→ OBJECTIVE: Convert every row below into a two-column CSV with the header request,answer. Give one line per row with its text and its answer, each as a single quoted field with line breaks replaced by spaces.

→ INPUT DATA:
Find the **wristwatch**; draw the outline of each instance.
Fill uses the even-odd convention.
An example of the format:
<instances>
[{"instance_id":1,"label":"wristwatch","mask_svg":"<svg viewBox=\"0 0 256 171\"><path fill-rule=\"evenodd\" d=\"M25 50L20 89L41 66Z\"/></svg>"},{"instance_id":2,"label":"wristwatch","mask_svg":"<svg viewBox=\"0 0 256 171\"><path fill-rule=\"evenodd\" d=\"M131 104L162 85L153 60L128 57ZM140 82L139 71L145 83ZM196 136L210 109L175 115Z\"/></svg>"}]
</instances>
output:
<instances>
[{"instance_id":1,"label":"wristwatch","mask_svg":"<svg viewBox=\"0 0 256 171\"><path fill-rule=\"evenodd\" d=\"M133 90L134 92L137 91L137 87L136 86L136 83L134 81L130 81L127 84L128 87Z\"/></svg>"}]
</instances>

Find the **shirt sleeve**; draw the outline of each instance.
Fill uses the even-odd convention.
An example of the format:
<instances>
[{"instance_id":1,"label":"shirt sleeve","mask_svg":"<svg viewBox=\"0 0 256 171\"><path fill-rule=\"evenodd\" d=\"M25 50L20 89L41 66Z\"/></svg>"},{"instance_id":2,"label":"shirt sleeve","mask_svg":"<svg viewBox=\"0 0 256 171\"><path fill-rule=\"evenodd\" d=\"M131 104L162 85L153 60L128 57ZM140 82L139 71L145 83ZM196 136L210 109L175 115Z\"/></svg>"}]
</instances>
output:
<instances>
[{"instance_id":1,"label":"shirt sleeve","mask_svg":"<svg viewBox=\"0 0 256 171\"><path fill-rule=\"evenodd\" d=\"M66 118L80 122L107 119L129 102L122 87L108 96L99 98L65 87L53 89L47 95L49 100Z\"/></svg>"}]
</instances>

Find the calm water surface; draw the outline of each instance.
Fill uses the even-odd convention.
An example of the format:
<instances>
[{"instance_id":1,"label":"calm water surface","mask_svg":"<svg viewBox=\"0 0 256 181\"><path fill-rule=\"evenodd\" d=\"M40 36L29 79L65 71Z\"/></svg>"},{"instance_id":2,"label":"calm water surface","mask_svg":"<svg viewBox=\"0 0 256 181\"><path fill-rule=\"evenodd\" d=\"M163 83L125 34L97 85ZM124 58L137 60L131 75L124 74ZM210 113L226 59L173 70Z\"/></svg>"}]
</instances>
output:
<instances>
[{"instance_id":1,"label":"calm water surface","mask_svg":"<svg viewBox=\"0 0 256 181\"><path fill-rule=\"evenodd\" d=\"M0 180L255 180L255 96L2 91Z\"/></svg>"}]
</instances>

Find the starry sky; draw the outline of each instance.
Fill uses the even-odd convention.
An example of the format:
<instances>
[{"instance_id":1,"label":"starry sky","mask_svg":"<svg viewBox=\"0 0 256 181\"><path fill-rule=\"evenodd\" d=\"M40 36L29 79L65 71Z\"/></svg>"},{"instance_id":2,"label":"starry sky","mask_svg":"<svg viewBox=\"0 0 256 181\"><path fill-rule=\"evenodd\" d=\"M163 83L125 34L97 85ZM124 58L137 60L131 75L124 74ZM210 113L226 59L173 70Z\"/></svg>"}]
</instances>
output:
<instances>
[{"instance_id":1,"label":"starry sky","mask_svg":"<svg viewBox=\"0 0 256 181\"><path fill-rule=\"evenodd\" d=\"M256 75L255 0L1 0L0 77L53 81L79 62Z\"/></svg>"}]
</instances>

→ COMPLETED TASK:
request,answer
"Find the **wristwatch**; draw the outline of each instance. Fill uses the even-odd convention. An example of the format: <instances> [{""instance_id"":1,""label"":""wristwatch"",""mask_svg"":""<svg viewBox=\""0 0 256 171\""><path fill-rule=\""evenodd\"" d=\""M25 50L20 89L41 66Z\""/></svg>""},{""instance_id"":2,""label"":""wristwatch"",""mask_svg"":""<svg viewBox=\""0 0 256 171\""><path fill-rule=\""evenodd\"" d=\""M131 104L162 85L153 60L128 57ZM140 82L139 71L145 83ZM196 136L210 109L175 115Z\""/></svg>""}] </instances> output:","<instances> [{""instance_id"":1,""label"":""wristwatch"",""mask_svg"":""<svg viewBox=\""0 0 256 171\""><path fill-rule=\""evenodd\"" d=\""M133 90L134 92L137 91L137 87L136 86L136 83L134 81L130 81L127 84L128 87Z\""/></svg>""}] </instances>"
"Find the **shirt sleeve**; draw the outline of each instance. Fill uses the even-odd convention. An example of the format: <instances> [{""instance_id"":1,""label"":""shirt sleeve"",""mask_svg"":""<svg viewBox=\""0 0 256 171\""><path fill-rule=\""evenodd\"" d=\""M25 50L20 89L41 66Z\""/></svg>""},{""instance_id"":2,""label"":""shirt sleeve"",""mask_svg"":""<svg viewBox=\""0 0 256 171\""><path fill-rule=\""evenodd\"" d=\""M131 104L162 85L153 60L128 57ZM140 82L139 71L145 83ZM196 136L210 109L175 115Z\""/></svg>""}] </instances> output:","<instances> [{""instance_id"":1,""label"":""shirt sleeve"",""mask_svg"":""<svg viewBox=\""0 0 256 171\""><path fill-rule=\""evenodd\"" d=\""M66 118L80 122L107 119L129 102L122 87L108 96L99 98L65 87L53 89L47 95L49 100Z\""/></svg>""}] </instances>"
"Find the calm water surface; draw the outline of each instance. Fill uses the even-odd convention. An example of the format: <instances> [{""instance_id"":1,""label"":""calm water surface"",""mask_svg"":""<svg viewBox=\""0 0 256 181\""><path fill-rule=\""evenodd\"" d=\""M40 36L29 79L65 71Z\""/></svg>""},{""instance_id"":2,""label"":""calm water surface"",""mask_svg"":""<svg viewBox=\""0 0 256 181\""><path fill-rule=\""evenodd\"" d=\""M163 83L125 34L97 85ZM124 58L137 60L131 75L124 74ZM210 113L226 59L173 70Z\""/></svg>""}] </instances> output:","<instances> [{""instance_id"":1,""label"":""calm water surface"",""mask_svg"":""<svg viewBox=\""0 0 256 181\""><path fill-rule=\""evenodd\"" d=\""M0 180L255 180L255 96L2 91Z\""/></svg>""}] </instances>"
"Find the starry sky; draw the outline of each instance. Fill uses the even-odd convention. An example of the format: <instances> [{""instance_id"":1,""label"":""starry sky"",""mask_svg"":""<svg viewBox=\""0 0 256 181\""><path fill-rule=\""evenodd\"" d=\""M40 36L29 79L65 71Z\""/></svg>""},{""instance_id"":2,""label"":""starry sky"",""mask_svg"":""<svg viewBox=\""0 0 256 181\""><path fill-rule=\""evenodd\"" d=\""M163 83L125 34L97 85ZM124 58L137 60L131 75L124 74ZM210 113L226 59L173 70Z\""/></svg>""}] </instances> output:","<instances> [{""instance_id"":1,""label"":""starry sky"",""mask_svg"":""<svg viewBox=\""0 0 256 181\""><path fill-rule=\""evenodd\"" d=\""M256 75L255 0L1 0L0 77L53 81L79 62Z\""/></svg>""}] </instances>"